◆ Brano scelto ◆
========================
Napoli offre un patrimonio storico-artistico assai vasto, al punto che risulta molto difficile conoscere e, talvolta impossibile, esplorare la totalità dei beni della città. Questa vuole essere una guida sui generis, che conduca i lettori e i viaggiatori attraverso i luoghi, celebri o nascosti, di Napoli, tra arte, storia e mito.
Lungo via dei Tribunali in corrispondenza della piazzetta, su cui si eleva l’antica e maestosa chiesa di Santa Maria Maggiore alla Pietrasanta, non sfugge agli occhi, seppure di dimensioni minori rispetto alla chiesa, una cappella in piperno.
La piccola fabbrica fu fatta erigere da Giovanni Gioviano Pontano, politico, poeta, vero e proprio rappresentante dell’Umanesimo partenopeo, i cui ideali si possono vedere nella struttura classica dell’edificio.
La cappella, dedicata all’evangelista Giovanni, fu fatta erigere nel 1492 dal Pontano a guisa di tempietto funerario in onore della moglie, Adriana Sassone, celebratala morta, nell’epitaffio che si può leggere in una delle lapidi con inscrizioni latine che decorano i muri esterni, quanto in vita in appassionate e sensuali elegie:
“Ebbe che fu in aspersi d’ambrosia amplessi giaciuta
sembrò della perduta verginità dolersi,
quando di pianto le care gote soffusa e disciolto il crin, d’ Ercole il volto più non osò guardare ;
tale, Ariadna, i lenti tuoi occhi riaperti al mattino, umido il ciglio e chino le nozze tue lamenti.
Giusta di tal dolore la causa è per te, mia diletta, se lagnasi la schietta voce del tuo pudore.
Ma debitrice sei a “Venere in questo e al marito: piega nel dolce rito ai desideri miei :
legge t’ è il socio letto: (s’accora il vergineo pudore?) usa il permesso amore lo sposo tuo diletto.
Oh certo dolerti non puoi : mutato è il pudore in piacere : dato t’ è più godere, o sposa mia, se vuoi.
Usa della tua sorte, non fare il tuo danno piangendo, tristamente chiudendo del tuo piacer le porte.
Vivere in ozio che giova? raccogli il tuo tenero amore di gioventù nel fiore, fresco nell’alba nuova.
Fiore che presto il frutto darà: e tu cogli il piacere: sul gemino origliere: l’amor godine tutto.”
Pavimento maiolicato, 1492.
Ma la nostra attenzione si sofferma sull’interno, poco noto, ingiustamente.
========================
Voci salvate

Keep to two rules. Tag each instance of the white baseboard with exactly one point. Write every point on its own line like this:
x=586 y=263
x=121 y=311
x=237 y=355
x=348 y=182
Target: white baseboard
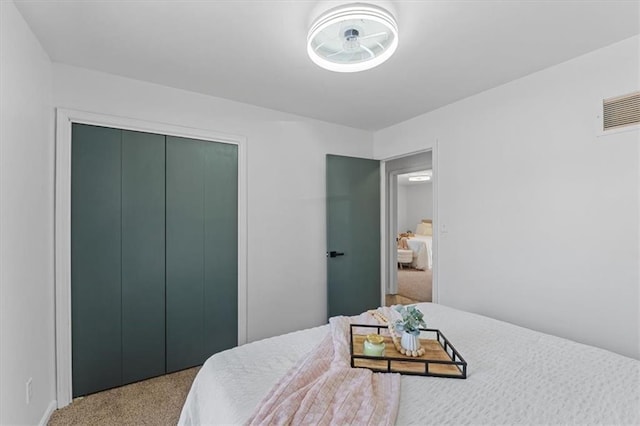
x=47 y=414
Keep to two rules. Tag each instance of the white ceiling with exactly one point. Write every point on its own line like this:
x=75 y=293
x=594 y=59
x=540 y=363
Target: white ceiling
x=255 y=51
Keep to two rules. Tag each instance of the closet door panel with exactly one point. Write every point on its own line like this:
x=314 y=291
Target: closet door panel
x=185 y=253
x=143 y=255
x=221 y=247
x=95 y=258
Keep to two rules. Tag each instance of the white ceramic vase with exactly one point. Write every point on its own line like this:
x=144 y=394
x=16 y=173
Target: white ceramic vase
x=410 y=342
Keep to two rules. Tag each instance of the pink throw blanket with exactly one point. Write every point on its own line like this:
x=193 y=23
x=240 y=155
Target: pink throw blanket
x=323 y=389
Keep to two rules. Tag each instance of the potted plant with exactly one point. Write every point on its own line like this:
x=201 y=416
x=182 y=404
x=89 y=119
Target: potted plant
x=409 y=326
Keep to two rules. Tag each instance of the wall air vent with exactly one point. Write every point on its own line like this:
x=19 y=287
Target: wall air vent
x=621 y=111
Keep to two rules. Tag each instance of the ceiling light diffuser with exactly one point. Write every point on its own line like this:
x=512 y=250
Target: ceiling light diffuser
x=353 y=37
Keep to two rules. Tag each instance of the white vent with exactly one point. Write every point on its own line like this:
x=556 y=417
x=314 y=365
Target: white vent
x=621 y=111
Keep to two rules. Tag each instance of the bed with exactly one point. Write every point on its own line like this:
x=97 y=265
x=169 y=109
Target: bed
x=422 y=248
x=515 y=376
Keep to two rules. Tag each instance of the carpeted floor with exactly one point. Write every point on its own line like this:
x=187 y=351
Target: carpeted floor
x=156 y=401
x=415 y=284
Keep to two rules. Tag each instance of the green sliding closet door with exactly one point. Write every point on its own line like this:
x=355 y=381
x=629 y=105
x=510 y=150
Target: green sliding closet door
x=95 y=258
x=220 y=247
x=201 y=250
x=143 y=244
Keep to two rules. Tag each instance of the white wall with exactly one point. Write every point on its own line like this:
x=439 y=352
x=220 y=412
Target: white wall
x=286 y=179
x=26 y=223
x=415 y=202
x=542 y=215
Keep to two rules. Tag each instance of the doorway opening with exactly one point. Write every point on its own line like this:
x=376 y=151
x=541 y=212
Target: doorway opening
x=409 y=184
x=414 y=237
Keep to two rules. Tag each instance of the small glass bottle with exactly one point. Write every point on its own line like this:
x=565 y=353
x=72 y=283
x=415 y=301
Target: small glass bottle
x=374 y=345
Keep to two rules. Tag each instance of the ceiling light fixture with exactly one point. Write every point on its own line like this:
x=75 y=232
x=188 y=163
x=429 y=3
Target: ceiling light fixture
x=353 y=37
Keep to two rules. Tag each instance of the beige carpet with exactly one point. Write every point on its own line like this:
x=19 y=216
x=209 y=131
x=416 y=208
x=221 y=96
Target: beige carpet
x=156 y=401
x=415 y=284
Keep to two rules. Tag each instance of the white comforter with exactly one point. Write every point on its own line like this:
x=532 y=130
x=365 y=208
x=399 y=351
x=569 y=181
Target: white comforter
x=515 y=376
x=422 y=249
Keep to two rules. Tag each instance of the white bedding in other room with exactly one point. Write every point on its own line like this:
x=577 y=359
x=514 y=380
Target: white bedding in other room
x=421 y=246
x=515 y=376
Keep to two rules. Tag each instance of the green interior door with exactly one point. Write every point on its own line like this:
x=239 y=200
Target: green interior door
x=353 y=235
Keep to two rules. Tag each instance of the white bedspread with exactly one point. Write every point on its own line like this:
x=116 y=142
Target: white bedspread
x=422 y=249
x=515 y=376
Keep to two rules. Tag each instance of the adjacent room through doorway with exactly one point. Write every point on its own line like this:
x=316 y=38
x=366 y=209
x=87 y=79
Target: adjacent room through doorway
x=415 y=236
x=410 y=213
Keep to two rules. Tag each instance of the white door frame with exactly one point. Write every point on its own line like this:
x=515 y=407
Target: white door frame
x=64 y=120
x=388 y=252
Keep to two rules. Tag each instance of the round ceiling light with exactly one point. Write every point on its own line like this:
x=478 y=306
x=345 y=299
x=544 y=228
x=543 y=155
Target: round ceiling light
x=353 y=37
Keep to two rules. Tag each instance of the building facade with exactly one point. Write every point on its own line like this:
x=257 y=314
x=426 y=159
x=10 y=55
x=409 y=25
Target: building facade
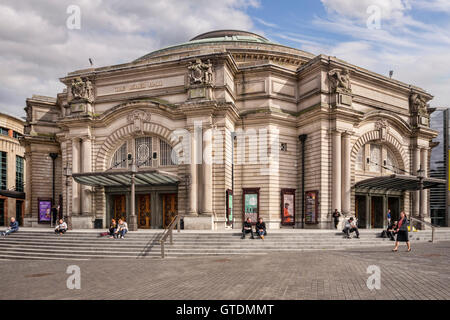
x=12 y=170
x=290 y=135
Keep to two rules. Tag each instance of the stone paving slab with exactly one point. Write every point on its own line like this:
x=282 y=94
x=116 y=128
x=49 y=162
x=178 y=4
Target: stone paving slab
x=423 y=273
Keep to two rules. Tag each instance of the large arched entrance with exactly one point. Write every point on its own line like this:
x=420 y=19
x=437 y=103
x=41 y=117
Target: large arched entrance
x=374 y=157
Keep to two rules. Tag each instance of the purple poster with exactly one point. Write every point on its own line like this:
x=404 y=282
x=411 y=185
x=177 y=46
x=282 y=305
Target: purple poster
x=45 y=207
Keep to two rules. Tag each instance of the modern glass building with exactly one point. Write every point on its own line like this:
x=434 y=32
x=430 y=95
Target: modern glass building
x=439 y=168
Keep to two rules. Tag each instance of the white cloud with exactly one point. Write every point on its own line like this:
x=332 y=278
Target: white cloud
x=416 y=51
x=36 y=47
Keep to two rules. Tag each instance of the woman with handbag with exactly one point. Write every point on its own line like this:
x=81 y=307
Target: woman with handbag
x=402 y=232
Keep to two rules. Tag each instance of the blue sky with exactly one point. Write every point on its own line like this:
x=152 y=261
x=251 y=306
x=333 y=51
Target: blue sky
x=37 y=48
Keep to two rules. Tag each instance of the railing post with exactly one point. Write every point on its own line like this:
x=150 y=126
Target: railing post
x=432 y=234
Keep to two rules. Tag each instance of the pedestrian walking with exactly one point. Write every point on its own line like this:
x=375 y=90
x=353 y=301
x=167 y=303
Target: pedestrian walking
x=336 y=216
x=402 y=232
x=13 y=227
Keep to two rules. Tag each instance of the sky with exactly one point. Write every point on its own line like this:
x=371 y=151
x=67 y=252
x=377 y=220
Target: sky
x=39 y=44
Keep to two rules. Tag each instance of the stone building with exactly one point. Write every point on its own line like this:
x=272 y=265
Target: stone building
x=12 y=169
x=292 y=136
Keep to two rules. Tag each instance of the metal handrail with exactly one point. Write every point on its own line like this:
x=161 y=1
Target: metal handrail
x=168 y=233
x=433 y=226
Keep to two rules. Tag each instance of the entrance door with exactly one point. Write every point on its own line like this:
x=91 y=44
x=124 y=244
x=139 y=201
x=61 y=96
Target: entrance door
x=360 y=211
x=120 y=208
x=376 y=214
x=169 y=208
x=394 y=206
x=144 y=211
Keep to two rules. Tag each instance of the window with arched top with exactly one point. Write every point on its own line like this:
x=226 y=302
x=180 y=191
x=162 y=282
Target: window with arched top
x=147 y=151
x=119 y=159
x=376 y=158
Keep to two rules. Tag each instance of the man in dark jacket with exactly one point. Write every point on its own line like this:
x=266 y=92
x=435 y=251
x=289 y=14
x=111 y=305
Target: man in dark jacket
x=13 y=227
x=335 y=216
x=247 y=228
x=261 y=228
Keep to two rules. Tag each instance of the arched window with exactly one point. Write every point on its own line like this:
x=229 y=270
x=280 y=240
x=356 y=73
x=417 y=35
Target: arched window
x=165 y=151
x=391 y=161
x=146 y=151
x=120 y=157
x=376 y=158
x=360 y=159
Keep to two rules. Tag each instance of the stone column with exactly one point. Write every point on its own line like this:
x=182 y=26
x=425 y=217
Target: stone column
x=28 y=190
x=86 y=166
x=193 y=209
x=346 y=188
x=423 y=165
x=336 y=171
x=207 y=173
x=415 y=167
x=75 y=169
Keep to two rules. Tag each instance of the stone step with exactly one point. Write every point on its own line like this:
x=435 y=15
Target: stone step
========================
◆ Compito 1 ◆
Elenca le figure mitologiche nominate nei versi citati nel brano sulla cappella di via dei Tribunali.
◆ Compito 2 ◆
Prolunga, per favore, il brano sulla cappella di via dei Tribunali partendo dopo la sua ultima frase.

◆ Risultato 1 ◆
Ercole, Ariadna, Venere

◆ Risultato 2 ◆
Dalla soglia dell’ingresso principale, sormontato dagli stemmi dell’umanista e di sua moglie – un ponte a due archi e un Ercole che abbatte il leone – già si nota nel tempietto il contrasto fra la semplicità delle pareti e il bellissimo pavimento in maiolica.
La varietà ornamentale e cromatica del pavimento, con decorazione floreale alternata ad un profilo maschile, a cartigli e agli stemmi della famiglia, appaiono influenzate da modelli islamici e valenzani. Dopo il restauro supervisionato dal professor Giacomo Martorelli, nel 1759, la cappella appare come un antiquarium ospitante frammenti di lapidi greche e latine e iscrizioni funerarie dettate dal Pontano. Tra questi si può leggere, grazie al trasferimento voluto dal Martorelli, anche l’antica iscrizione proveniente della dimora del poeta, un palazzo che fronteggiava il campanile della Pietrasanta, demolito nel 1926.
Di fronte all’ingresso c’è subito l’altare, contenente l’osso del braccio di Livio, reliquia pagana portata, dopo una missione diplomatica a Padova, nel 1452 da Antonio Beccadelli il Panormita, umanista e uomo politico, assieme al Pontano, al servizio di Alfonso d’Aragona re di Napoli.
Dietro l’altare è dipinto un affresco, la Madonna col Bambino e i Santi Giovanni Battista e Giovanni Evangelista, attribuito a Cicino da Caiazzo, pittore attivo tra l’ultimo decennio del Quattrocento e i primi del Cinquecento.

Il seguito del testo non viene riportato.